What to do
Beginning at the line with "Task: mark one dot on every instance of the hanging", output each line to the end of the listing below exactly, please.
########
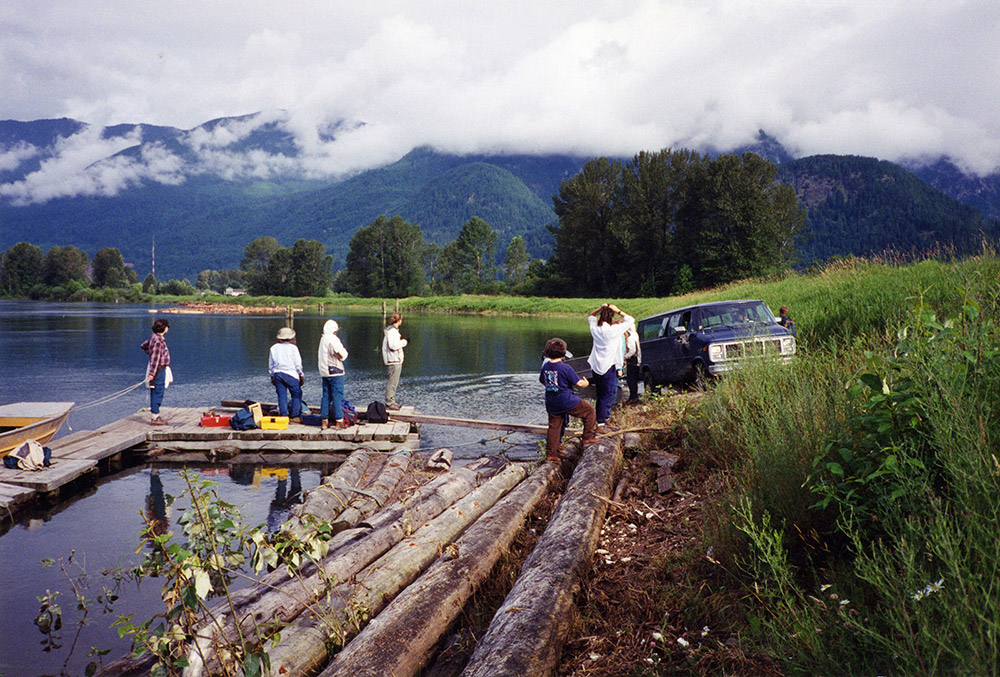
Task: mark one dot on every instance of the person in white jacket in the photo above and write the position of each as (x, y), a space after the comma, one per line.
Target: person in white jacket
(392, 356)
(332, 354)
(607, 356)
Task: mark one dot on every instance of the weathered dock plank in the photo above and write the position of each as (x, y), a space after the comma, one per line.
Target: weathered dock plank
(412, 417)
(12, 496)
(48, 479)
(100, 446)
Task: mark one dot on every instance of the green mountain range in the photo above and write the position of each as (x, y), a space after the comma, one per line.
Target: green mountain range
(173, 192)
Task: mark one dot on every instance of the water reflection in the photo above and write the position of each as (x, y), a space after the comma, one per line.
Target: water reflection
(463, 366)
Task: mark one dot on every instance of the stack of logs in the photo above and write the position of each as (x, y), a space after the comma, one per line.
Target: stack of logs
(397, 576)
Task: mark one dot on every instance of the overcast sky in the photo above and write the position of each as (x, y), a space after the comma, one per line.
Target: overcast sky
(898, 80)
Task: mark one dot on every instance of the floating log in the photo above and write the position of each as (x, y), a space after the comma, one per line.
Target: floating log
(329, 499)
(280, 599)
(305, 645)
(527, 633)
(399, 641)
(396, 466)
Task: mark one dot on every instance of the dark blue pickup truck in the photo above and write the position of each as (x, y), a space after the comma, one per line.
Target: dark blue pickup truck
(690, 344)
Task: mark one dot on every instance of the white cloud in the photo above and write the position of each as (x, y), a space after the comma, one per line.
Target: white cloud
(11, 158)
(896, 79)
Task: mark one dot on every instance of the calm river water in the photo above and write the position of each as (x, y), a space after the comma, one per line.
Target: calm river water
(456, 365)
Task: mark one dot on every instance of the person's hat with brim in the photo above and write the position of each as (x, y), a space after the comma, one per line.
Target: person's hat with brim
(554, 348)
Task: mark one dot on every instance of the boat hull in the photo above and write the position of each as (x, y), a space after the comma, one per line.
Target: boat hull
(24, 421)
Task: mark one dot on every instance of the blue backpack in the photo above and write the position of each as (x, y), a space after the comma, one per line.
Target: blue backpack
(242, 420)
(350, 413)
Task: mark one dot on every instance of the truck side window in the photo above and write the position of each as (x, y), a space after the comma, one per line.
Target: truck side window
(672, 323)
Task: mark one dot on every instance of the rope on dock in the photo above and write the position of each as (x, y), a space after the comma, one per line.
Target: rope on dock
(108, 398)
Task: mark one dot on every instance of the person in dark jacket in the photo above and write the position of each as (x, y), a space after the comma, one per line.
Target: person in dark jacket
(560, 400)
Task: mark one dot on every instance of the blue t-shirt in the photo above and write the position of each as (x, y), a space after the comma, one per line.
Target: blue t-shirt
(559, 379)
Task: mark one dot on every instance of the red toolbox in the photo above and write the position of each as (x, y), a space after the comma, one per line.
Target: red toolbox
(214, 420)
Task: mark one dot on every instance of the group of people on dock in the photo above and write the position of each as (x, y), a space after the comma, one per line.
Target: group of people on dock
(286, 373)
(615, 349)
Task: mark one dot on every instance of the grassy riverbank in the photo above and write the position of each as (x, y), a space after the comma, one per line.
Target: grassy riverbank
(847, 509)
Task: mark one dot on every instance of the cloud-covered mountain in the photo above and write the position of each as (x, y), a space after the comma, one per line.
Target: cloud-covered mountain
(202, 194)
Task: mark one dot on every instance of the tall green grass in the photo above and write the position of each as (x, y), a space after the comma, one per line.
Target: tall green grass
(861, 516)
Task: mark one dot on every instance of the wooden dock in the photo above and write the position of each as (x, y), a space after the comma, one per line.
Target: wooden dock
(85, 455)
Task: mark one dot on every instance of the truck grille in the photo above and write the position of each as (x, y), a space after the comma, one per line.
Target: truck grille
(751, 348)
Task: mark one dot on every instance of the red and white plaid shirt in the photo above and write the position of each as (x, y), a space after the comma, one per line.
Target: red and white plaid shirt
(159, 355)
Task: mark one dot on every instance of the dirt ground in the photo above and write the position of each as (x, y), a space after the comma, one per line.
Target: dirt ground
(647, 607)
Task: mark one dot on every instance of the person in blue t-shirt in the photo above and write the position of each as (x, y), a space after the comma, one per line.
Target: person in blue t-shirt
(560, 400)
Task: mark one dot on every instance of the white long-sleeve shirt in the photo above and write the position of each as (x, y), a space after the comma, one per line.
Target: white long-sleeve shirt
(284, 357)
(608, 350)
(332, 353)
(392, 346)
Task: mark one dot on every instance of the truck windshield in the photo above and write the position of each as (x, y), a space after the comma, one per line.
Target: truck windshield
(736, 314)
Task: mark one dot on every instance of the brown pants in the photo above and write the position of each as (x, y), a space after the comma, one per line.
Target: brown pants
(582, 411)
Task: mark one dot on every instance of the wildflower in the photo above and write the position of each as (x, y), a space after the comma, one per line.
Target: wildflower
(929, 589)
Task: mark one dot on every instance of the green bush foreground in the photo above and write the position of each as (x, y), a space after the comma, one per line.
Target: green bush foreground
(860, 517)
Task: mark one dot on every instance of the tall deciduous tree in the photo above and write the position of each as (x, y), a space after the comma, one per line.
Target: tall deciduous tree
(63, 264)
(474, 266)
(109, 269)
(738, 222)
(256, 259)
(587, 247)
(386, 259)
(311, 269)
(22, 266)
(668, 222)
(515, 263)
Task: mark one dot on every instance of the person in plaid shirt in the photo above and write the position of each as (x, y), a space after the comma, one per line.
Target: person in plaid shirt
(159, 368)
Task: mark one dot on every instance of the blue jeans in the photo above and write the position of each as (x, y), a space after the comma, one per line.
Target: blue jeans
(332, 402)
(157, 391)
(606, 386)
(283, 385)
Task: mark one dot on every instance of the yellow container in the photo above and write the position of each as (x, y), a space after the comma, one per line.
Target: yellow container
(274, 423)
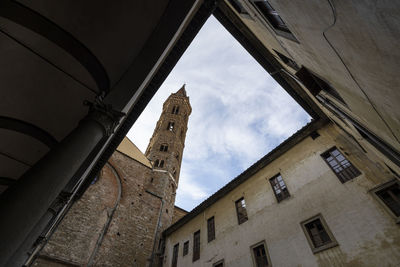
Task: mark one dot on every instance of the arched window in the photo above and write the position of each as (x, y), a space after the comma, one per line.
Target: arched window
(171, 126)
(164, 147)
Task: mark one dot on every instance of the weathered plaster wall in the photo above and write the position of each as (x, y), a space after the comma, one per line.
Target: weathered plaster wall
(366, 233)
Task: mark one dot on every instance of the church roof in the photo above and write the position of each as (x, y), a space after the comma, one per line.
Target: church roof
(128, 148)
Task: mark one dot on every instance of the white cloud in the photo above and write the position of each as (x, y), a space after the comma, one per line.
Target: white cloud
(239, 113)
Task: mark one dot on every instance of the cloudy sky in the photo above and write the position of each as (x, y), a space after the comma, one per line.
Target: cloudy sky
(239, 113)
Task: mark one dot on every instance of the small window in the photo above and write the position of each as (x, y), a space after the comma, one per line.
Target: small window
(164, 148)
(219, 264)
(175, 110)
(318, 234)
(196, 246)
(343, 169)
(171, 126)
(291, 63)
(315, 84)
(185, 248)
(175, 256)
(389, 194)
(211, 229)
(279, 187)
(241, 210)
(272, 17)
(260, 255)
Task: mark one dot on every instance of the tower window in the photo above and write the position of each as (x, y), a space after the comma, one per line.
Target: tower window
(241, 210)
(343, 169)
(318, 234)
(175, 110)
(164, 148)
(159, 163)
(279, 187)
(211, 229)
(196, 246)
(175, 255)
(171, 126)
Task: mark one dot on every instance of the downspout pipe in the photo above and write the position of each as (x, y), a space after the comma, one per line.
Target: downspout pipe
(110, 216)
(157, 227)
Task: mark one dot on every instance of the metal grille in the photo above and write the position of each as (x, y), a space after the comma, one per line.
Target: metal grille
(175, 256)
(196, 246)
(317, 233)
(241, 210)
(260, 256)
(391, 197)
(211, 229)
(279, 186)
(343, 169)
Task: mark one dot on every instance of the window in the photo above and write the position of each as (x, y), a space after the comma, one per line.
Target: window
(343, 169)
(241, 210)
(273, 18)
(318, 235)
(159, 163)
(175, 255)
(164, 147)
(389, 194)
(260, 256)
(287, 60)
(279, 187)
(315, 84)
(219, 264)
(171, 126)
(196, 246)
(175, 110)
(211, 229)
(185, 248)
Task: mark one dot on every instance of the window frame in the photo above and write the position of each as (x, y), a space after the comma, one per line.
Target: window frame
(381, 187)
(253, 257)
(211, 230)
(219, 262)
(341, 179)
(284, 196)
(196, 256)
(329, 245)
(175, 254)
(266, 18)
(185, 250)
(237, 211)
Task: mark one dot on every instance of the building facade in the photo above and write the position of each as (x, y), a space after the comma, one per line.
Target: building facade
(118, 220)
(316, 200)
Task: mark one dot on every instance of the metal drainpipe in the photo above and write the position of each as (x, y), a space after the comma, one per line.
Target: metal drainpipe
(157, 227)
(110, 216)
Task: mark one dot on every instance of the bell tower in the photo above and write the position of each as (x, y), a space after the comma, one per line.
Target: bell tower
(168, 141)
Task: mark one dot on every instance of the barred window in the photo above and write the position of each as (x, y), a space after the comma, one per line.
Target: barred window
(241, 210)
(175, 256)
(196, 246)
(318, 234)
(211, 229)
(279, 187)
(343, 169)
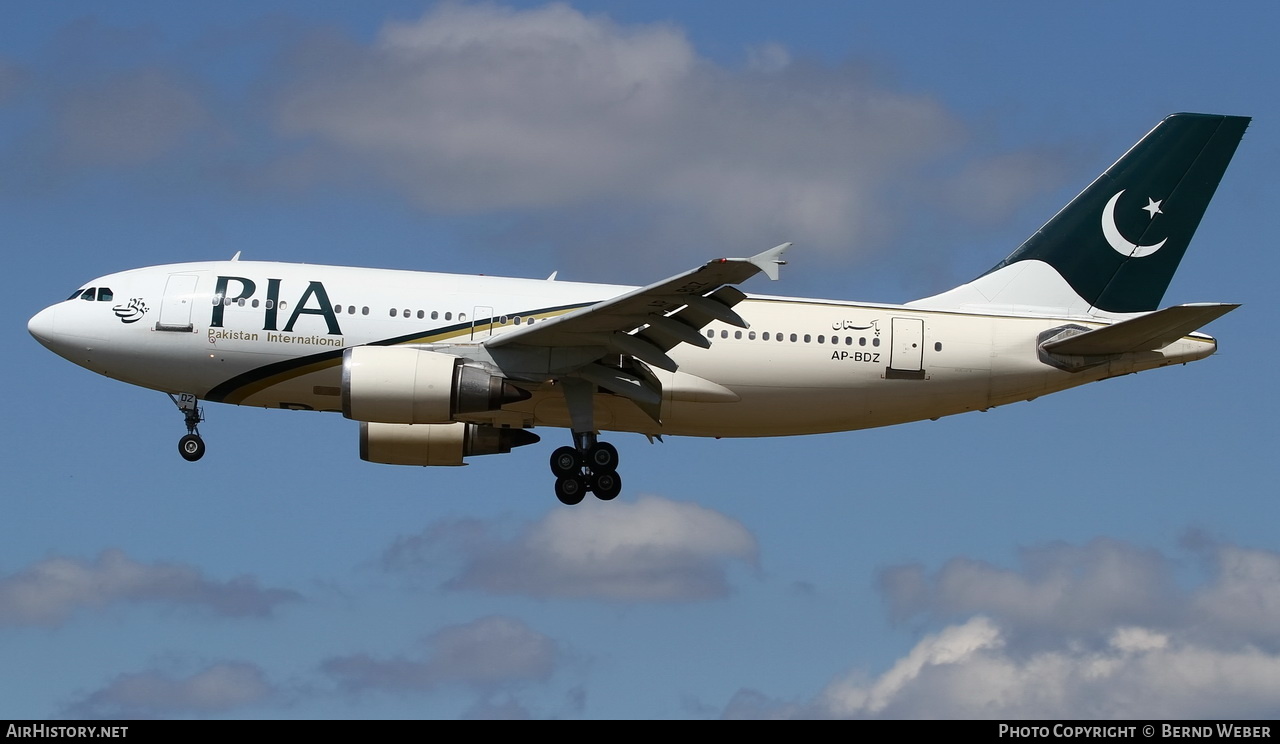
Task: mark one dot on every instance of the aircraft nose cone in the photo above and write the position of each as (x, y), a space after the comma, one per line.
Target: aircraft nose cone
(42, 325)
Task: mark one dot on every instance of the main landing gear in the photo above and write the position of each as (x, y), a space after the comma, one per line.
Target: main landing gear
(191, 447)
(589, 466)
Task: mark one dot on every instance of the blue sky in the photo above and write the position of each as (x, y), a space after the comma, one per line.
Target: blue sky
(982, 565)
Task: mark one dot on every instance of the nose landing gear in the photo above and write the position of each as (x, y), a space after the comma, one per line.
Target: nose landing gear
(191, 447)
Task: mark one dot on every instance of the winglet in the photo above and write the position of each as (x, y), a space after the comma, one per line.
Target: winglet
(769, 260)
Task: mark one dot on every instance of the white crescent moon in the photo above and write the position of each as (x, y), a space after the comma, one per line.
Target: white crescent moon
(1123, 245)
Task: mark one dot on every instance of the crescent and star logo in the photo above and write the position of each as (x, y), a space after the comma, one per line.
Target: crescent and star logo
(1123, 245)
(132, 311)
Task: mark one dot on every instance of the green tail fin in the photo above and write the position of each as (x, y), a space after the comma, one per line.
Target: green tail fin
(1119, 242)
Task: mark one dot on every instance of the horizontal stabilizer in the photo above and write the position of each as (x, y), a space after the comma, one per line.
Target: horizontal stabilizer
(1150, 332)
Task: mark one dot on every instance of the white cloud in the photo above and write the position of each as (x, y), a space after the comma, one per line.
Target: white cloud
(653, 549)
(1091, 631)
(215, 689)
(51, 590)
(488, 653)
(967, 671)
(1059, 589)
(480, 108)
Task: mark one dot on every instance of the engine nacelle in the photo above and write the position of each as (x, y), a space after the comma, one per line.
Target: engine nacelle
(408, 386)
(435, 443)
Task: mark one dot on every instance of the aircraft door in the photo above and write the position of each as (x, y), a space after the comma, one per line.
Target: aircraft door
(906, 352)
(179, 295)
(481, 322)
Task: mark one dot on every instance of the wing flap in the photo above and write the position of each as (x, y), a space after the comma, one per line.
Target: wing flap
(1150, 332)
(691, 299)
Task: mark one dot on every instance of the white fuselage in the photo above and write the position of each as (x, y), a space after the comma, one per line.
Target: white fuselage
(272, 334)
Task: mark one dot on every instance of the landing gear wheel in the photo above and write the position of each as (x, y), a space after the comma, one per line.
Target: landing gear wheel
(565, 461)
(570, 489)
(607, 485)
(602, 457)
(191, 447)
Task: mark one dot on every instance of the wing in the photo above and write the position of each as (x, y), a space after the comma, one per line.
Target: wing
(644, 324)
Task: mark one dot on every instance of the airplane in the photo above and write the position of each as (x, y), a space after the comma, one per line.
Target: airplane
(438, 368)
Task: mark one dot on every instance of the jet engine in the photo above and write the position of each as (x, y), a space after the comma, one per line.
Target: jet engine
(408, 386)
(435, 443)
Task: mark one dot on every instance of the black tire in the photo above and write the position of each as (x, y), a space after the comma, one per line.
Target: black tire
(191, 447)
(602, 457)
(565, 461)
(607, 485)
(571, 489)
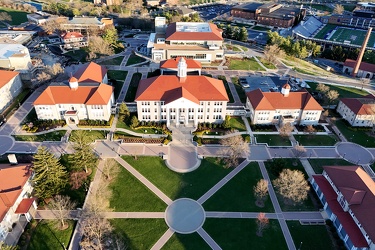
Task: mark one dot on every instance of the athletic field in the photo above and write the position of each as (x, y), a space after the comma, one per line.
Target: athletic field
(345, 35)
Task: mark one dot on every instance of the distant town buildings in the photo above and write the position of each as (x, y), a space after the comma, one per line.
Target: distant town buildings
(348, 197)
(181, 99)
(10, 87)
(276, 108)
(14, 201)
(199, 41)
(358, 112)
(86, 96)
(270, 14)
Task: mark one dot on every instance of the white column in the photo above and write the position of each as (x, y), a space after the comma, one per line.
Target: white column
(168, 118)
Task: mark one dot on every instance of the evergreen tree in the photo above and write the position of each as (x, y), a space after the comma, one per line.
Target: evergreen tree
(50, 176)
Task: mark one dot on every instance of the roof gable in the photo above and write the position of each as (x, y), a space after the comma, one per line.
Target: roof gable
(6, 76)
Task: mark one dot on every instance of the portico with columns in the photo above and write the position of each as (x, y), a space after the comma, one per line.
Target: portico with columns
(182, 99)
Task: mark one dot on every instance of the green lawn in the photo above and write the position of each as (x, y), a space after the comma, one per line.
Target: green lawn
(240, 91)
(317, 140)
(117, 74)
(312, 237)
(185, 241)
(322, 33)
(47, 237)
(230, 96)
(134, 59)
(236, 122)
(237, 195)
(93, 134)
(273, 140)
(51, 136)
(130, 195)
(244, 64)
(317, 164)
(113, 61)
(139, 233)
(241, 234)
(18, 16)
(306, 205)
(78, 55)
(175, 185)
(360, 137)
(268, 65)
(132, 90)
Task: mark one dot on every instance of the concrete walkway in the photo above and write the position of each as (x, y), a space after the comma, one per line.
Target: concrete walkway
(276, 205)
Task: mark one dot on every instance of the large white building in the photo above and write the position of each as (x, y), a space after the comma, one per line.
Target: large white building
(86, 96)
(358, 112)
(10, 87)
(15, 190)
(15, 56)
(181, 99)
(275, 107)
(199, 41)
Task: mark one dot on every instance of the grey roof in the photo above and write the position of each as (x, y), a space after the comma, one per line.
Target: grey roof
(308, 27)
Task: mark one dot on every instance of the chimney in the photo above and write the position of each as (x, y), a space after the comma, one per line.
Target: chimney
(182, 69)
(285, 90)
(360, 55)
(73, 83)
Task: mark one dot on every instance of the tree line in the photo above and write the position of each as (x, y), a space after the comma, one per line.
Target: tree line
(300, 49)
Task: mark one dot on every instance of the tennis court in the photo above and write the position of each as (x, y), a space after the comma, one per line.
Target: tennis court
(350, 36)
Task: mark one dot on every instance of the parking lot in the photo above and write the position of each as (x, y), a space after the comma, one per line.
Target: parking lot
(209, 12)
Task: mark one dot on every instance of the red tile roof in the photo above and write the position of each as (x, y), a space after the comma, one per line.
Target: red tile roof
(6, 76)
(89, 95)
(214, 35)
(24, 206)
(172, 63)
(364, 66)
(275, 100)
(91, 72)
(346, 220)
(354, 177)
(361, 106)
(13, 178)
(169, 88)
(71, 35)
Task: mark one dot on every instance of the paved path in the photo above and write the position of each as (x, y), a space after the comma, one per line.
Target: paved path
(276, 205)
(145, 182)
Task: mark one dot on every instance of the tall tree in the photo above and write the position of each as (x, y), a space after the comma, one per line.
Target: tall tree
(50, 176)
(83, 157)
(60, 206)
(235, 147)
(292, 185)
(261, 191)
(262, 223)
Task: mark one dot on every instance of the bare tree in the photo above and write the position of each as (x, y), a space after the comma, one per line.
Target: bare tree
(262, 223)
(292, 185)
(339, 9)
(322, 88)
(299, 151)
(272, 53)
(110, 169)
(235, 147)
(286, 129)
(261, 192)
(60, 206)
(332, 95)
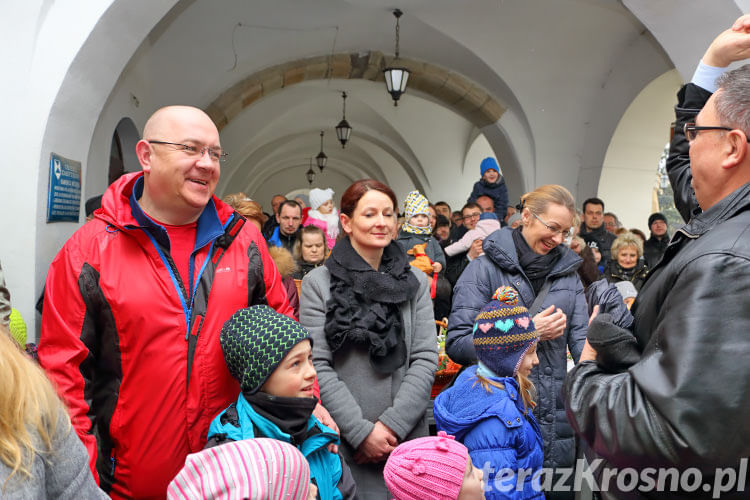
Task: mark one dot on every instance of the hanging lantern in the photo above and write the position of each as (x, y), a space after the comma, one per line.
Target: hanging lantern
(322, 158)
(310, 174)
(396, 76)
(343, 130)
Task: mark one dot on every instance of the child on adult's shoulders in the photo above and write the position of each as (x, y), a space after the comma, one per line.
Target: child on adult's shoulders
########
Result for this task
Task: mark one dot on every instance of the hanging lantern in the photo above and write the position of each as (x, y), a space after the comma, one per line.
Target: hanging lantern
(322, 158)
(310, 174)
(396, 76)
(343, 130)
Task: mark one dot on every instance of the child on adult's shoulders in the photo above and write the position of each as (x, y), a space after the comma, one per line.
Target: child on adult's shoulders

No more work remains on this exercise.